Document extract: Begin

The answer to the question “what changed in Oklahoma in 2020” may not be fully answered until 2021, or even some time after that.
While the past year has been defined most prominently by the COVID-19 pandemic, 2020’s most dynamic change in the long run may come from the U.S. Supreme Court ruling in McGirt v. Oklahoma, where justices affirmed that the Muscogee (Creek) Nation reservation still exists.
Below, let’s take a quick look at that development and four other important answers to what changed in Oklahoma during 2020.
Half of the state comprised of reservations
The opinion in the McGirt case has functionally paved the way for affirmation of four other reservations — the Cherokee Nation, Chickasaw Nation, Choctaw Nation and Seminole Nation — that comprise roughly the eastern half of the state.
While the SCOTUS decision specifically involved the U.S. Major Crimes Act, the designation of the Creek Nation reservation as Indian Country under 18 U.S.C 1151A means a litany of issues in civil law — such as taxation, environmental regulation and other governance questions — could be challenged in court. Congress may also take action to address elements of criminal and civil law changed by the decision if an agreement among tribes and state leaders can be reached.
More than 2,300 Oklahomans died from COVID-19
While the COVID-19 pandemic defined and changed life for all Oklahomans in 2020, let’s be sure to remember those whose lives were lost owing to complications from the disease. As of Dec. 27, the Oklahoma State Department of Health reports that more than 2,300 Oklahomans have died as a result of contracting the novel coronavirus. More than 333,000 people have died across America.
To put that into perspective, tornadoes cause about 80 U.S. deaths per year. The COVID-related death total in Oklahoma is roughly the population of Newkirk. The U.S. death total is roughly equal to the populations of Norman, Broken Arrow and Lawton combined.
Medicaid expansion passed by voters
Despite its placement on a June primary ballot, State Question 802 received a slim majority of support from Oklahoma voters, resulting in the approval of Medicaid expansion, a portion of the Affordable Care Act that Republican leaders in Oklahoma had avoided pursuing for a decade.

Document extract: End
Provided data: Begin

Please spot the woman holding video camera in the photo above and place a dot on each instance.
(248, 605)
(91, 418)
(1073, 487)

Provided data: End

**Directions**
Copy the article on what changed in Oklahoma in 2020 word for word, from its first sentence to its last.

**Solution for this exercise**
The answer to the question “what changed in Oklahoma in 2020” may not be fully answered until 2021, or even some time after that.
While the past year has been defined most prominently by the COVID-19 pandemic, 2020’s most dynamic change in the long run may come from the U.S. Supreme Court ruling in McGirt v. Oklahoma, where justices affirmed that the Muscogee (Creek) Nation reservation still exists.
Below, let’s take a quick look at that development and four other important answers to what changed in Oklahoma during 2020.
Half of the state comprised of reservations
The opinion in the McGirt case has functionally paved the way for affirmation of four other reservations — the Cherokee Nation, Chickasaw Nation, Choctaw Nation and Seminole Nation — that comprise roughly the eastern half of the state.
While the SCOTUS decision specifically involved the U.S. Major Crimes Act, the designation of the Creek Nation reservation as Indian Country under 18 U.S.C 1151A means a litany of issues in civil law — such as taxation, environmental regulation and other governance questions — could be challenged in court. Congress may also take action to address elements of criminal and civil law changed by the decision if an agreement among tribes and state leaders can be reached.
More than 2,300 Oklahomans died from COVID-19
While the COVID-19 pandemic defined and changed life for all Oklahomans in 2020, let’s be sure to remember those whose lives were lost owing to complications from the disease. As of Dec. 27, the Oklahoma State Department of Health reports that more than 2,300 Oklahomans have died as a result of contracting the novel coronavirus. More than 333,000 people have died across America.
To put that into perspective, tornadoes cause about 80 U.S. deaths per year. The COVID-related death total in Oklahoma is roughly the population of Newkirk. The U.S. death total is roughly equal to the populations of Norman, Broken Arrow and Lawton combined.
Medicaid expansion passed by voters
Despite its placement on a June primary ballot, State Question 802 received a slim majority of support from Oklahoma voters, resulting in the approval of Medicaid expansion, a portion of the Affordable Care Act that Republican leaders in Oklahoma had avoided pursuing for a decade.